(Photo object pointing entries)
======

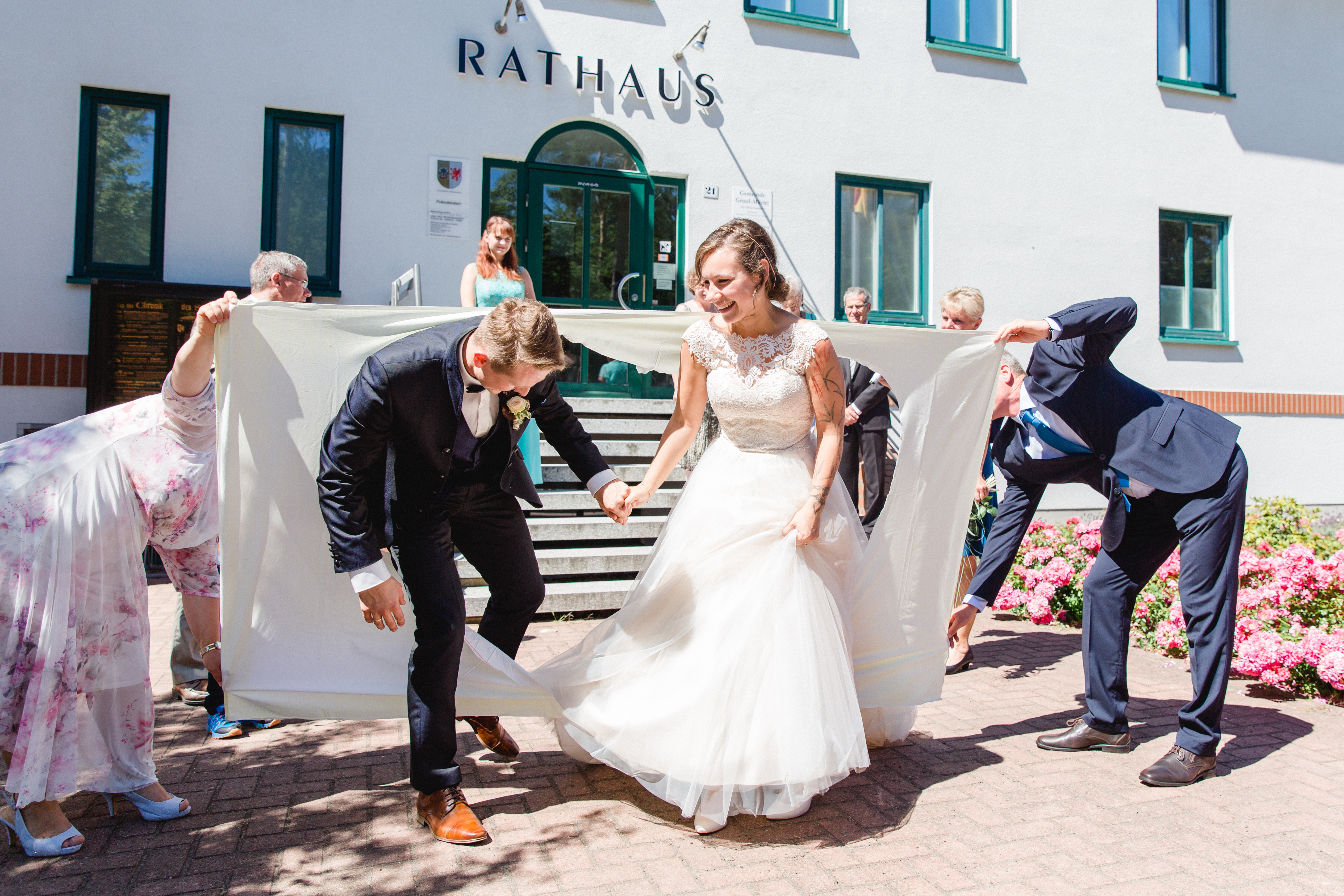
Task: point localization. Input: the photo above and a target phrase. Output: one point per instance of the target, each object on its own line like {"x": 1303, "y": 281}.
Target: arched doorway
{"x": 588, "y": 214}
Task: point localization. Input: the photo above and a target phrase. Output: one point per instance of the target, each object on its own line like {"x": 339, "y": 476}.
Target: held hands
{"x": 382, "y": 605}
{"x": 959, "y": 620}
{"x": 613, "y": 500}
{"x": 1023, "y": 331}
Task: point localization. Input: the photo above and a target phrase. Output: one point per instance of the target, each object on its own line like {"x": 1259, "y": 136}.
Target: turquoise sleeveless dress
{"x": 489, "y": 295}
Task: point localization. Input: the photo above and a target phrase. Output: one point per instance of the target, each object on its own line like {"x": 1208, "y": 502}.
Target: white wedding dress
{"x": 725, "y": 683}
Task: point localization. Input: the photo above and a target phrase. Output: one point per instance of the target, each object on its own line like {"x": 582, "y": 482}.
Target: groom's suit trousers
{"x": 1208, "y": 526}
{"x": 489, "y": 527}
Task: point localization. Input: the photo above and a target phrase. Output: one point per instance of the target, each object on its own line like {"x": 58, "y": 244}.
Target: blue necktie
{"x": 1058, "y": 443}
{"x": 1050, "y": 437}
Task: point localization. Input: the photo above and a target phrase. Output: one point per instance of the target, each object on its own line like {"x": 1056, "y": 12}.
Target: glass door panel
{"x": 562, "y": 242}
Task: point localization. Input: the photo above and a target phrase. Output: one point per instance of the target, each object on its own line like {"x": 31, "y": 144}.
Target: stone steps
{"x": 584, "y": 500}
{"x": 556, "y": 562}
{"x": 561, "y": 597}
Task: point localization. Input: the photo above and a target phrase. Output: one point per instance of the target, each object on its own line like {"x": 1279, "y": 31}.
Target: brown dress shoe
{"x": 448, "y": 817}
{"x": 1081, "y": 737}
{"x": 492, "y": 735}
{"x": 1179, "y": 768}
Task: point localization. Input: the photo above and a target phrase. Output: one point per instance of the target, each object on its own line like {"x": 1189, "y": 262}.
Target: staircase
{"x": 588, "y": 561}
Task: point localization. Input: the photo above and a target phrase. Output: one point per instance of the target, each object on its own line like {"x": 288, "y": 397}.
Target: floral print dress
{"x": 78, "y": 503}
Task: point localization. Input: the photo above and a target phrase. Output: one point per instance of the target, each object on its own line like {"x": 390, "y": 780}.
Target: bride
{"x": 725, "y": 683}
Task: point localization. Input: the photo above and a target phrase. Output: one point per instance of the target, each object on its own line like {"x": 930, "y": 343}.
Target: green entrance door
{"x": 587, "y": 233}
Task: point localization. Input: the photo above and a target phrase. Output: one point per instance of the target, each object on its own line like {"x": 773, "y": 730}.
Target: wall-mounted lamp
{"x": 502, "y": 26}
{"x": 697, "y": 41}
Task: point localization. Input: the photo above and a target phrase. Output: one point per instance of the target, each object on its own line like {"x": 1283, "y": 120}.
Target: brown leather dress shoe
{"x": 492, "y": 735}
{"x": 1081, "y": 737}
{"x": 1179, "y": 768}
{"x": 448, "y": 817}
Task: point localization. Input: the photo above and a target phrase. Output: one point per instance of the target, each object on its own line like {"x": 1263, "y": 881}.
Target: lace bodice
{"x": 757, "y": 384}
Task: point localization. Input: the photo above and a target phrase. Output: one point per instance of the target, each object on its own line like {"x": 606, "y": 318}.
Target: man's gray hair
{"x": 273, "y": 262}
{"x": 858, "y": 291}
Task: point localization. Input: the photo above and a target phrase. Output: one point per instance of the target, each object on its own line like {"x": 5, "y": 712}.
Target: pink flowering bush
{"x": 1289, "y": 605}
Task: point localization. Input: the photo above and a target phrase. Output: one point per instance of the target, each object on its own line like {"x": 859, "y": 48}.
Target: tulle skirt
{"x": 725, "y": 683}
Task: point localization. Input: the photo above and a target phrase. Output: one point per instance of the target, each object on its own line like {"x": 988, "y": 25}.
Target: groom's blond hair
{"x": 522, "y": 332}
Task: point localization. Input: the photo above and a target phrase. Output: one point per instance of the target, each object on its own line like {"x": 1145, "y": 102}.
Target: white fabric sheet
{"x": 295, "y": 641}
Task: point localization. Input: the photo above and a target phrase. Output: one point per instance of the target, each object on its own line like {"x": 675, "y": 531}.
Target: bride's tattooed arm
{"x": 826, "y": 386}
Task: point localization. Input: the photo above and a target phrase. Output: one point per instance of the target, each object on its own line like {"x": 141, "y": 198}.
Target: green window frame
{"x": 1193, "y": 279}
{"x": 968, "y": 26}
{"x": 119, "y": 217}
{"x": 827, "y": 15}
{"x": 316, "y": 241}
{"x": 1193, "y": 46}
{"x": 885, "y": 249}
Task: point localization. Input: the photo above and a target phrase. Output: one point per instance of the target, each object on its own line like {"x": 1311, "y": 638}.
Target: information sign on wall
{"x": 135, "y": 332}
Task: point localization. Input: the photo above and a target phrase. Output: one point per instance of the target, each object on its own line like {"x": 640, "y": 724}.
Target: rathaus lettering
{"x": 472, "y": 53}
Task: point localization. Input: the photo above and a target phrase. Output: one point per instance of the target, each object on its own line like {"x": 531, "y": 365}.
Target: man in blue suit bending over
{"x": 1172, "y": 475}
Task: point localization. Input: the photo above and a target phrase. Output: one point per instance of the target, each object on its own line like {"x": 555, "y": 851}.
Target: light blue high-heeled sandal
{"x": 151, "y": 809}
{"x": 31, "y": 845}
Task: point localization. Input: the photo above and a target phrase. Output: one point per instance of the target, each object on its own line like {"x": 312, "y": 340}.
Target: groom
{"x": 1172, "y": 475}
{"x": 424, "y": 457}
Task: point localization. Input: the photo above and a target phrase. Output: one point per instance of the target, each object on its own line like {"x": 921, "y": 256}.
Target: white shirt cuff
{"x": 600, "y": 480}
{"x": 374, "y": 574}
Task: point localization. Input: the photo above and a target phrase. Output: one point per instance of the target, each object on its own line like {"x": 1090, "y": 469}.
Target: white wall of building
{"x": 1046, "y": 177}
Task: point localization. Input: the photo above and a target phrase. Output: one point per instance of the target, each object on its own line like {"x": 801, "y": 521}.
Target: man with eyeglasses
{"x": 276, "y": 277}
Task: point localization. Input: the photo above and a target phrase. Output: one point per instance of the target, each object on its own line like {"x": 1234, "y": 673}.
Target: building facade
{"x": 1186, "y": 152}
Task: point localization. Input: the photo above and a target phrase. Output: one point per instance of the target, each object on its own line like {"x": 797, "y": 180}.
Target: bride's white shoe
{"x": 707, "y": 827}
{"x": 791, "y": 813}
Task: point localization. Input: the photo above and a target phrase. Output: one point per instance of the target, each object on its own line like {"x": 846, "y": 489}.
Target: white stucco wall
{"x": 1045, "y": 177}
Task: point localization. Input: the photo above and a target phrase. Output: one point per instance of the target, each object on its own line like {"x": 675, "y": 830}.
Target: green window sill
{"x": 794, "y": 19}
{"x": 1197, "y": 340}
{"x": 1193, "y": 88}
{"x": 971, "y": 50}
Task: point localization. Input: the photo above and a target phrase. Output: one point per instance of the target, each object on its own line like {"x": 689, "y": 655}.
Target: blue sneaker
{"x": 221, "y": 727}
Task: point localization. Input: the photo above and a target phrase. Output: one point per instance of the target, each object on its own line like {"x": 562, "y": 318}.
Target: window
{"x": 120, "y": 199}
{"x": 502, "y": 194}
{"x": 827, "y": 15}
{"x": 882, "y": 246}
{"x": 1193, "y": 252}
{"x": 302, "y": 193}
{"x": 980, "y": 27}
{"x": 1190, "y": 44}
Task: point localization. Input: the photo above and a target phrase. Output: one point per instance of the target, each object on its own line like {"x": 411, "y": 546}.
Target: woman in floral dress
{"x": 78, "y": 503}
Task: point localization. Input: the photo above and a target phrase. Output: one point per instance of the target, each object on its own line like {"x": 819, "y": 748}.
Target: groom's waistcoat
{"x": 398, "y": 444}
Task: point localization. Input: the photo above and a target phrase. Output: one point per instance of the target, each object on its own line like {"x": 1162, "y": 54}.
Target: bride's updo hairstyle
{"x": 750, "y": 246}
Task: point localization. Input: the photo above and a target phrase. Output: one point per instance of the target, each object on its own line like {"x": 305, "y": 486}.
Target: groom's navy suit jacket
{"x": 1158, "y": 440}
{"x": 398, "y": 443}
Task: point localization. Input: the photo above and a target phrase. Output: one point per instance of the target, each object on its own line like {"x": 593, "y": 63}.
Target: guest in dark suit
{"x": 1172, "y": 475}
{"x": 424, "y": 457}
{"x": 866, "y": 421}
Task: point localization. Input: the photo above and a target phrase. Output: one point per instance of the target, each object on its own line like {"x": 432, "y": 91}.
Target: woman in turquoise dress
{"x": 490, "y": 280}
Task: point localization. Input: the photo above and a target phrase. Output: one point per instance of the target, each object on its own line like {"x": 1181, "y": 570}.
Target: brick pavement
{"x": 967, "y": 805}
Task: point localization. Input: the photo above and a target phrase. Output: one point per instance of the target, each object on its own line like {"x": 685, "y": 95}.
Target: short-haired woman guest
{"x": 489, "y": 281}
{"x": 964, "y": 308}
{"x": 78, "y": 503}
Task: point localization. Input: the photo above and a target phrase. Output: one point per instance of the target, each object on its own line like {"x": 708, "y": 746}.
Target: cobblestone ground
{"x": 968, "y": 805}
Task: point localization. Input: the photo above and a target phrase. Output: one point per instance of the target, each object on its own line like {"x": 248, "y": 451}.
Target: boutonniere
{"x": 519, "y": 409}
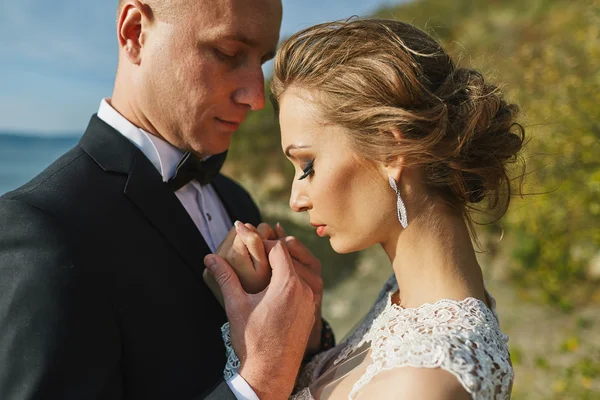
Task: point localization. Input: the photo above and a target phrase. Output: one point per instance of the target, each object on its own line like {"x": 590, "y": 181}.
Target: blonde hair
{"x": 374, "y": 76}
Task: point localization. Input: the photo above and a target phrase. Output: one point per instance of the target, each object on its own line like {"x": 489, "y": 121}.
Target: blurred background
{"x": 542, "y": 261}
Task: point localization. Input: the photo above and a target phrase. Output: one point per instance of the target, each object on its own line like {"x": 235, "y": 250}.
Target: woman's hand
{"x": 243, "y": 249}
{"x": 308, "y": 268}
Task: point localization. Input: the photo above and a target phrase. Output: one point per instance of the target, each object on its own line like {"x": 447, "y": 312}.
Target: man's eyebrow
{"x": 243, "y": 38}
{"x": 294, "y": 147}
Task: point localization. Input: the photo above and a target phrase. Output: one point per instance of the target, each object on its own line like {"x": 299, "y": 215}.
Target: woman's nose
{"x": 299, "y": 200}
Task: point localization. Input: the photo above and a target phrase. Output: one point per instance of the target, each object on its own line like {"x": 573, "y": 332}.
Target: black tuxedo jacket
{"x": 101, "y": 290}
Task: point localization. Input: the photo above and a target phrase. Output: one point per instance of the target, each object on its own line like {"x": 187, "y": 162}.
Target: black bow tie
{"x": 192, "y": 167}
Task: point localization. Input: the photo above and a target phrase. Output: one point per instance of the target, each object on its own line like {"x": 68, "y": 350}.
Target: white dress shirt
{"x": 200, "y": 201}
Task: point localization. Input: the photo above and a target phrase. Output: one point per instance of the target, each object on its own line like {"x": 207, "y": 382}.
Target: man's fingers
{"x": 228, "y": 241}
{"x": 301, "y": 253}
{"x": 212, "y": 284}
{"x": 226, "y": 279}
{"x": 279, "y": 232}
{"x": 281, "y": 263}
{"x": 254, "y": 246}
{"x": 269, "y": 244}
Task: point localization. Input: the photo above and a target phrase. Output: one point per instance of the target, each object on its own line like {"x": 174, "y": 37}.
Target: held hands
{"x": 270, "y": 329}
{"x": 244, "y": 250}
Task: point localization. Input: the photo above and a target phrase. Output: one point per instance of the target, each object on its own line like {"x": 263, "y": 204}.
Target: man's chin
{"x": 204, "y": 148}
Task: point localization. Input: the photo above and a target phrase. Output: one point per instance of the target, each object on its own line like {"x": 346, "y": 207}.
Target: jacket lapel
{"x": 145, "y": 188}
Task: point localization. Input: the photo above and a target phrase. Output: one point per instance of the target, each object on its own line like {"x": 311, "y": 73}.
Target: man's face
{"x": 200, "y": 70}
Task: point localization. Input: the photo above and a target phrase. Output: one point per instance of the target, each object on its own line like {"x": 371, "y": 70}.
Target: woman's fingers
{"x": 250, "y": 243}
{"x": 301, "y": 253}
{"x": 266, "y": 232}
{"x": 279, "y": 232}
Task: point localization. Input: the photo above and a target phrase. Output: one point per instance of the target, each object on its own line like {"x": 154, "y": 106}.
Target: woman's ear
{"x": 394, "y": 166}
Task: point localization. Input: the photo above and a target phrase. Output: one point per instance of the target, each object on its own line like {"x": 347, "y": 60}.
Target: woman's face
{"x": 347, "y": 198}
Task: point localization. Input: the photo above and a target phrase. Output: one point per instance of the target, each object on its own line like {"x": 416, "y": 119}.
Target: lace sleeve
{"x": 461, "y": 337}
{"x": 233, "y": 363}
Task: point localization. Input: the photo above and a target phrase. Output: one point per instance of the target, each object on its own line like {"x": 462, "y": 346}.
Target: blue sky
{"x": 58, "y": 58}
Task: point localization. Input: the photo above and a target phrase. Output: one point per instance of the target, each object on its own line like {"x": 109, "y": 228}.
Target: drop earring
{"x": 401, "y": 208}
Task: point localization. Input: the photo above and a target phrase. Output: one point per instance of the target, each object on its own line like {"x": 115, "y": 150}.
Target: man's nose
{"x": 252, "y": 90}
{"x": 299, "y": 201}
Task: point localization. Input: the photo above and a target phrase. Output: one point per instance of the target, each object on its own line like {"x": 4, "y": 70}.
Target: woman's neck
{"x": 435, "y": 260}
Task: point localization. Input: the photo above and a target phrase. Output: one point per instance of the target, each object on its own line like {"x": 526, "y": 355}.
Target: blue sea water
{"x": 24, "y": 156}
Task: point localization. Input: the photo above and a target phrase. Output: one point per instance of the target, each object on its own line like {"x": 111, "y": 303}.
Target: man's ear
{"x": 394, "y": 166}
{"x": 131, "y": 22}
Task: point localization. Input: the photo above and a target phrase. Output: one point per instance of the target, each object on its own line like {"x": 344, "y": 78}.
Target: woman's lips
{"x": 321, "y": 230}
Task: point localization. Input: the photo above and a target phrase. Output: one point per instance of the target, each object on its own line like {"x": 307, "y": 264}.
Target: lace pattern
{"x": 461, "y": 337}
{"x": 233, "y": 363}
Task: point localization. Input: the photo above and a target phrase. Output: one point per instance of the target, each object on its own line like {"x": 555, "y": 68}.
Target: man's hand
{"x": 244, "y": 251}
{"x": 269, "y": 330}
{"x": 308, "y": 267}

======

◆ **What to work on**
Count the lines in the entries above that contain the word "black", and reply with only that number.

◆ **Reply**
2